§ **Text**:
Copyright Notice

This text is copyright by InfoStrada Communications, Inc., and is used with their permission. Further distribution or use is not permitted.

This text has appeared in an edited form in Linux Magazine magazine. However, the version you are reading here is as the author originally submitted the article for publication, not after their editors applied their creativity.

Please read all the information in the table of contents before using this article.
Download this listing!

Linux Magazine Column 15 (Aug 2000)

[Suggested title: Getting your kids to do the work]

Have you ever gone out into the workshop to make something interesting, only to find that the workbench you want to use is too short or long or not high enough or doesn't have clamps in the right places or maybe it's just too uneven? So then you sit down and spend some time first creating a good workbench, in hopes that this will support (literally) your work in creating the thing you had started out to make.

Well, that's what happened to me the other day, in my virtual workshop. I started out intending to make this month's column about a parallel link checker that verifies that my website has good links, both internally and externally. And I wanted to try something new, since this topic has been beaten to death both by me and by other authors.

The new angle I wanted was to use forked kids to do the lookup and processing for each page, which a parent process could then manage (a bit like herding cats, but close enough). The parent would try to keep all the kids busy, and coordinate the results in the event that a kid got distracted. Also, in the case of link verification, each kid response was likely to point out other links to verify, so some way of coordinating the whole shebang was also needed in the parent.

So, I rummaged around for the right event loop or RPC package. I figured this was already a frequently-solved problem, so there was no point in reinventing the wheel. I investigated the Event package, POE, most of the stuff in the RPC:: and IPC:: sections of the CPAN, and was astounded to find that nobody had seemed to tackle this particular problem in a way that I wanted it done. Or at least, in a way that I could easily find it.

I even dropped onto my favorite IRC channel, #perl on EFnet, and got a bunch of ``oh that's simple, you just do X'', but when I challenged them to write the ``15 lines'' of code they claimed, I found that they had not addressed one or more of the many important issues.

§ **Raw records**:
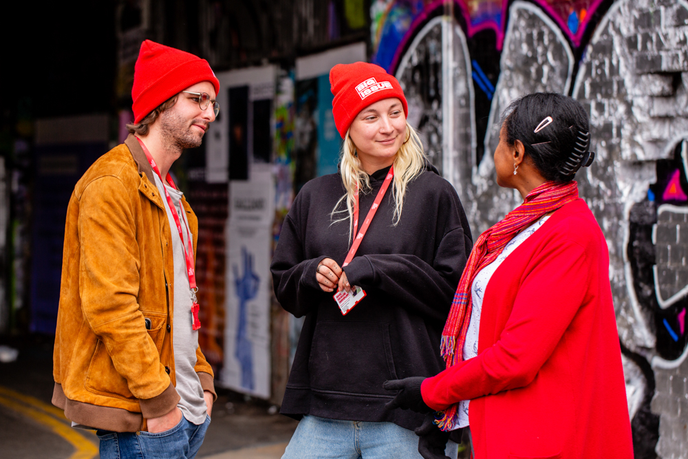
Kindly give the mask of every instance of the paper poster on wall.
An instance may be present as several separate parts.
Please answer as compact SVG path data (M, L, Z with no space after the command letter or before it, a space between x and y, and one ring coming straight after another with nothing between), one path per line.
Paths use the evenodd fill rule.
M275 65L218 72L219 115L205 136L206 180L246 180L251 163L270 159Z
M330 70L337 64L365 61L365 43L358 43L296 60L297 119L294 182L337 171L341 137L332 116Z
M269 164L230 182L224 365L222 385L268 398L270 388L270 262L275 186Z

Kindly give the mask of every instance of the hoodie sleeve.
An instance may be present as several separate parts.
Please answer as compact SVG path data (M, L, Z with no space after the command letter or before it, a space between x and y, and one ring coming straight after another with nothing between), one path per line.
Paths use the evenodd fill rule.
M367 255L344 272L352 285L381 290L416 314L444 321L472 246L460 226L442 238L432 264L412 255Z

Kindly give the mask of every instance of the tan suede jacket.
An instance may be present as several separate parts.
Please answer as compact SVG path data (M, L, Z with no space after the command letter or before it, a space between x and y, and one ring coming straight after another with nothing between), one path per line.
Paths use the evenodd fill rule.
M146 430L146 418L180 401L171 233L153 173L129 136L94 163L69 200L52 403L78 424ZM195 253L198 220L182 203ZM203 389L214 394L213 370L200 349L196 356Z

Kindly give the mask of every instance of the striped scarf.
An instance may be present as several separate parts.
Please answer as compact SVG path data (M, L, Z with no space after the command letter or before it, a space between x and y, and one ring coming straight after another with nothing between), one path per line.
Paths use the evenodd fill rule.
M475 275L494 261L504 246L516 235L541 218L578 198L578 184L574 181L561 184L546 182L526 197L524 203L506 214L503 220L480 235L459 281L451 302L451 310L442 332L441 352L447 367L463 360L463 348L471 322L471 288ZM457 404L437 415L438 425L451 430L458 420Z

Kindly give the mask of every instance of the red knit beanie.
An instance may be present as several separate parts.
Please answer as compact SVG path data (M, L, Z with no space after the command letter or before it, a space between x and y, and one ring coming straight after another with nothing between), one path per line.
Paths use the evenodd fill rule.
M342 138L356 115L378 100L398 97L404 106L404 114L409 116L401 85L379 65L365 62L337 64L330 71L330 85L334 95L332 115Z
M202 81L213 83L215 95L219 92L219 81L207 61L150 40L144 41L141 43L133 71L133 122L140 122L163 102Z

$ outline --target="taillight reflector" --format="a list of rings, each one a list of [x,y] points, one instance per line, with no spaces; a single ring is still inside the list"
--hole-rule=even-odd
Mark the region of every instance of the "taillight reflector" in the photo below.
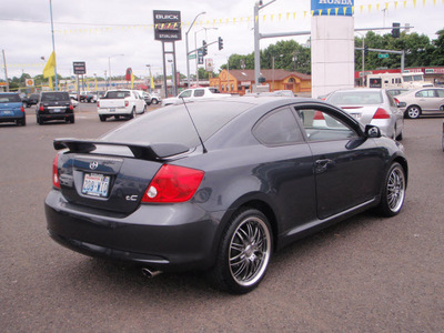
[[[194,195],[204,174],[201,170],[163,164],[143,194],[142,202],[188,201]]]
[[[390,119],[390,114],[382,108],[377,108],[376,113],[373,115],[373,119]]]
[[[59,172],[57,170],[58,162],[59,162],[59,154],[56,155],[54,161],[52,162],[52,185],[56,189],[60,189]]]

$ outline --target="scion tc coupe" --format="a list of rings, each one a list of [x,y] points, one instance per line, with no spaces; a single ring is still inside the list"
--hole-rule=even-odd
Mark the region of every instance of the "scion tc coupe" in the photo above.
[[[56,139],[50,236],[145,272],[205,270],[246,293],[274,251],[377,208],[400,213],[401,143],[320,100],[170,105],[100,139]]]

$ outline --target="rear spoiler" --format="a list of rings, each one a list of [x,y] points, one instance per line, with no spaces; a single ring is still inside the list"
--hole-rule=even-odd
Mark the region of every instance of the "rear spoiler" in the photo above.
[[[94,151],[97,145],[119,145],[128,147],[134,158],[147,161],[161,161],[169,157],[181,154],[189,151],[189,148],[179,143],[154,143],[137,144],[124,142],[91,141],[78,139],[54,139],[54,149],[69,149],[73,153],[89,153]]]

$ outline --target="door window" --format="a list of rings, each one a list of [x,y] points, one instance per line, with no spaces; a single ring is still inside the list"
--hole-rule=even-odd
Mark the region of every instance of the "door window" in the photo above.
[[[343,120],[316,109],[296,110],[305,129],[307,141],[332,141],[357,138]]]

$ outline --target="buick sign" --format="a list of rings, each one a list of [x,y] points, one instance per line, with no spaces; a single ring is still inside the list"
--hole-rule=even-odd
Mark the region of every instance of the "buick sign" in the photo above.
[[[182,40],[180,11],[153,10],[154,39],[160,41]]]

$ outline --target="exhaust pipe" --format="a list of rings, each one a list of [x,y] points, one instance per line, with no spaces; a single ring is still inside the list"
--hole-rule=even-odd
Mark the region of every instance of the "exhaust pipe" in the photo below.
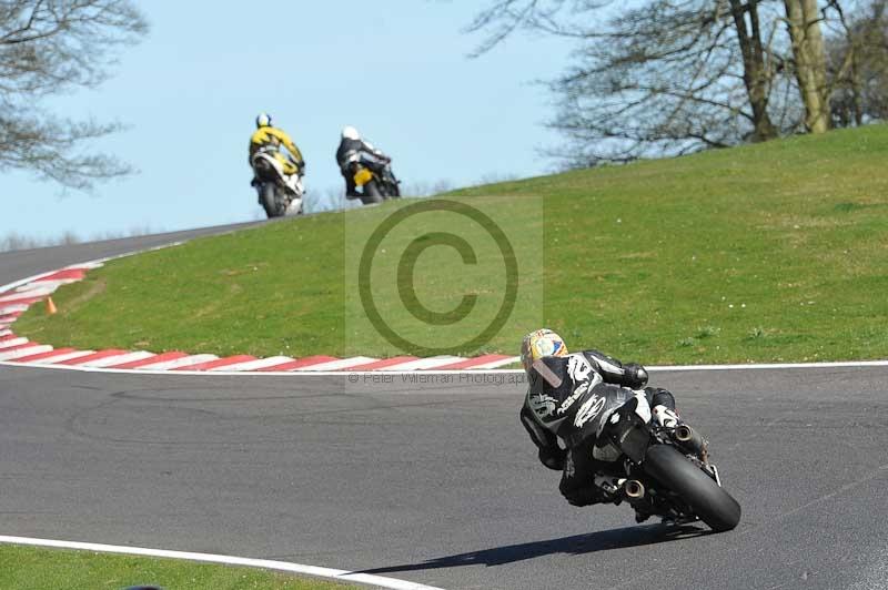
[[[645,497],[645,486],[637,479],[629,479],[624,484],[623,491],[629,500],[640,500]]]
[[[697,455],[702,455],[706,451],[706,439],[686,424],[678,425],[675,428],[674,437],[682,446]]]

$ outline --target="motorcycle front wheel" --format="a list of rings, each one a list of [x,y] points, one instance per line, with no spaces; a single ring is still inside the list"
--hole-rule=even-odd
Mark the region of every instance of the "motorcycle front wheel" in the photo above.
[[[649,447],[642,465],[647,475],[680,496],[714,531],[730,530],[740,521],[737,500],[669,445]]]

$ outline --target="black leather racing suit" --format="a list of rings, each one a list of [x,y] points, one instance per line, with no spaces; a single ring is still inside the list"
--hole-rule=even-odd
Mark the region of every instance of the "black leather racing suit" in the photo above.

§ **Work instructions**:
Write the next part of the Linux Magazine column on coordinating forked kid processes, starting right after its final paragraph.

§ **Task output**:
For example, each kid will take a varying length of time, so you can't just deal them all evenly. You have to give each new kid the next task as it finishes the previous one. And kids might go away or get hung, so you need to resubmit that task to another kid after some timeout. Also, the parent needs to see the results in near-realtime so that new requests can be generated from old responses rapidly. Also, the data going to and from the kids has to be arbitrary sized, and be compatible with one of the marshallers like Storable.

So, I set out to write my own kid task manager, and the result, including a test harness, is [listing one, below]. I'm quite pleased with the result, but I've only built the workbench so far. Next month, I'll build the link checker using this code, so stay tuned. (As the code is fairly long, I won't be doing my usual line-by-line commentary, but instead will hit the important points.)

Lines 5 through 17 set up wrappers around warn and die functions. Because we fork, we'll want to know which process (the parent or one of the kids) sent the message, so we'll add it. And as long as we're hacking the message, a little timestamp prefix won't hurt either.

Lines 19 to 73 set up the test harness for the code, which really begins at line 77. The test starts with a single task to be executed, numbered 1, and named task00001. (Each task name must be unique.)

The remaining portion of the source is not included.